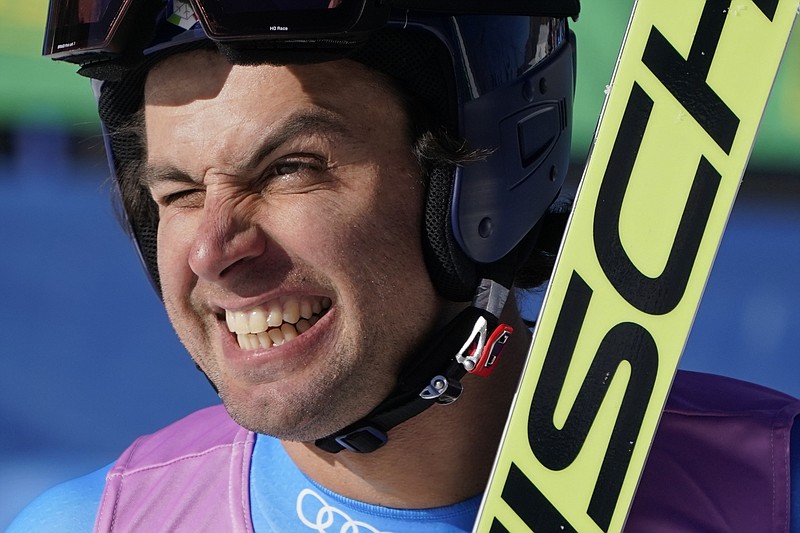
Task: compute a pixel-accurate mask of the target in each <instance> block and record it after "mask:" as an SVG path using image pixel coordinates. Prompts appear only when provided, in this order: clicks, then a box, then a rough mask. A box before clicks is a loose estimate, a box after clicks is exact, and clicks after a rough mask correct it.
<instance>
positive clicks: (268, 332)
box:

...

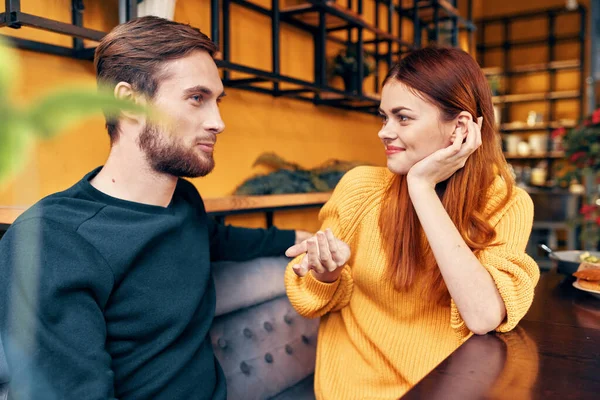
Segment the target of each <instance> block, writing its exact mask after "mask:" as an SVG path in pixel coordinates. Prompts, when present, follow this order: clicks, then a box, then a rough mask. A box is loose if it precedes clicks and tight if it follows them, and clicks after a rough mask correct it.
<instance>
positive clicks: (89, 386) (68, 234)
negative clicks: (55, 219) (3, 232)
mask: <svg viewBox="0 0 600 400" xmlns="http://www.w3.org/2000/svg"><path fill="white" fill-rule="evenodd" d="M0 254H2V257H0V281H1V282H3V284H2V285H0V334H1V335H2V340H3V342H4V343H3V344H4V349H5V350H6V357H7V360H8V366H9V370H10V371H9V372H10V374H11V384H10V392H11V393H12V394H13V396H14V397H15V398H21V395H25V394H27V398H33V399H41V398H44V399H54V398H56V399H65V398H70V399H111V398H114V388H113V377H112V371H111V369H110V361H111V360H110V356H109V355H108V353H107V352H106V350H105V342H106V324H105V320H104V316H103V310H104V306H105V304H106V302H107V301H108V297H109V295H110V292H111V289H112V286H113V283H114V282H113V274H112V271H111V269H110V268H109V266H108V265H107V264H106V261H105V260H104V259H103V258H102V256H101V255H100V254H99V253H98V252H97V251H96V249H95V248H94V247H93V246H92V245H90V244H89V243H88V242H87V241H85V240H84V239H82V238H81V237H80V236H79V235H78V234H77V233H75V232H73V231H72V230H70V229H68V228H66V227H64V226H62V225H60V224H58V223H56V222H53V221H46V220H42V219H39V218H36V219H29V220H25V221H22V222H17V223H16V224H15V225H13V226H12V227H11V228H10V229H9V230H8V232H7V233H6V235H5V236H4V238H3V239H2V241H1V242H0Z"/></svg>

EXERCISE: Swap "pixel-accurate" for "exact" and write out the lines again, starting at the line that has "Task: compute a" and ending after the line that has "positive clicks: (268, 332)". Leave everything else unchanged.

RESPONSE BOX:
Task: compute a exact mask of the target in each <instance> block and record it after "mask:" as an SVG path using image pixel coordinates. Prompts appear only when provided, in this order: clicks, then a box, then a rough mask. A box before clicks is a loose estimate, a box after clicks is exact, and clicks after a rough mask correct it.
<instance>
positive clicks: (268, 332)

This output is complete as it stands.